Could you write out every entry exactly as it stands?
BEGIN
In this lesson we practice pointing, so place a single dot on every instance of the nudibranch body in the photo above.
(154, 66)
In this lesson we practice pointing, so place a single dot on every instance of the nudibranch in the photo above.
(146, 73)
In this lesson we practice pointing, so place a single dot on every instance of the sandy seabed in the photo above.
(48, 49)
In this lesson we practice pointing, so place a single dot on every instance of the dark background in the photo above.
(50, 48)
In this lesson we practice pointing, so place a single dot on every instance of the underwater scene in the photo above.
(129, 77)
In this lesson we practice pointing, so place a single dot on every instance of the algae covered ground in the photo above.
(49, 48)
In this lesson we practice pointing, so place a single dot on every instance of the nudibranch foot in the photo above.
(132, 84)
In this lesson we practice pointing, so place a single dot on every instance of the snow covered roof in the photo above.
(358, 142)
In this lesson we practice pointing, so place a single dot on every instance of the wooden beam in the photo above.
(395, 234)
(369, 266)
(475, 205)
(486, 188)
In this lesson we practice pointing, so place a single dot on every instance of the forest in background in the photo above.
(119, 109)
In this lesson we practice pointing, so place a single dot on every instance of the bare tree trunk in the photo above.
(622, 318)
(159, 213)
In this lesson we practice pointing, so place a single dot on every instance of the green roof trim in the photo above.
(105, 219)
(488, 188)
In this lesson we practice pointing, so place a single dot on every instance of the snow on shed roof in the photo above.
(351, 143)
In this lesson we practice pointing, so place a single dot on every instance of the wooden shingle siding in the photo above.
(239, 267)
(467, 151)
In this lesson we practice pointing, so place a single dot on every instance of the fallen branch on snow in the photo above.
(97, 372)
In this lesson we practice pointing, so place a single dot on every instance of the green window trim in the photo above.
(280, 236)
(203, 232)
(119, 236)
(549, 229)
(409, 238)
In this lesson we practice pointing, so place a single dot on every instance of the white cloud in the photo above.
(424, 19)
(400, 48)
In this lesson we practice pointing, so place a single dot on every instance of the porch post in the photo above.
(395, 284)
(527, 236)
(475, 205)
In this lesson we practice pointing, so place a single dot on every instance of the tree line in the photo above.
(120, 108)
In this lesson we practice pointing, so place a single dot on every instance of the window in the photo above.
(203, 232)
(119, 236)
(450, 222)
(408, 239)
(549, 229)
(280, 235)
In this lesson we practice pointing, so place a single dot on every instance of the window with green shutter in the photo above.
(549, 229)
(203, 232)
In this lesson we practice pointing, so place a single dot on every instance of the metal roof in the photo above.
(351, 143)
END
RESPONSE BOX:
In this lesson we practice pointing, so place a single dot on every instance of the nudibranch body in the photo above.
(154, 66)
In this lesson we practice pointing, so place a single dot on every instance of the nudibranch in the photo above.
(146, 73)
In this lesson we practice pointing, so place a single dot on every instance of the sandy seabed in the photo above.
(48, 49)
In this lesson we practice pointing, so place a single dot on every instance of the dark background in the photo above.
(50, 48)
In this lesson we practice pointing, so place a single dot on every instance of the underwater scene in the photo above.
(129, 77)
In this lesson we practice pointing, so place a single dot on every instance of the algae covered ground in the photo above.
(49, 48)
In this lesson we practice pointing, so place a single dot on every instance of the nudibranch foot in the photo above.
(132, 84)
In this lesson we practice pointing, so place a single dot on every instance of the snow covered roof in the photo above.
(358, 142)
In this lesson we practice pointing, so place a single dot on every instance of the wooden beam in the photo above.
(395, 234)
(369, 266)
(475, 205)
(486, 188)
In this lesson we practice pointing, so place a single dot on every instance of the forest in background in the photo above.
(119, 109)
In this lesson we practice pointing, so place a single dot on every instance of the bare tree trunk in the photo above.
(622, 318)
(159, 213)
In this lesson we practice pointing, so place a single dot on every instance of the green roof trim in the photo above.
(105, 219)
(488, 188)
In this lesson we practice pointing, so place a single dot on every instance of the snow on shed roof in the photo above.
(351, 143)
In this lesson we practice pointing, so place a single dot on every instance of the wooden shingle siding in the photo above.
(239, 267)
(467, 151)
In this lesson we practice pointing, so place a single dot on every instance of the fallen branch on snow in the photo above.
(97, 372)
In this lesson we practice pointing, so place a single dot on every instance of the green window trim in the photo above.
(280, 236)
(203, 232)
(119, 236)
(549, 229)
(409, 238)
In this lesson we practice pointing, so place a single dot on every instance of the white cloud in the photo above.
(424, 19)
(400, 48)
In this lesson we practice pointing, so place a single dot on every instance of the porch post in the photo above.
(395, 284)
(527, 236)
(475, 205)
In this lesson we practice pointing, so place a single dot on every instance of the tree line in the photo above.
(120, 108)
In this lesson we practice pointing, so place a single dot on every instance of the window in the photo above.
(203, 232)
(119, 236)
(450, 222)
(408, 239)
(549, 229)
(280, 235)
In this lesson we practice pointing, so place a single dot on every instance of the window with green shutter in the photo above.
(549, 229)
(203, 232)
In this lesson we practice pointing, so place a single dot on every instance of the metal roof in the photo above.
(351, 143)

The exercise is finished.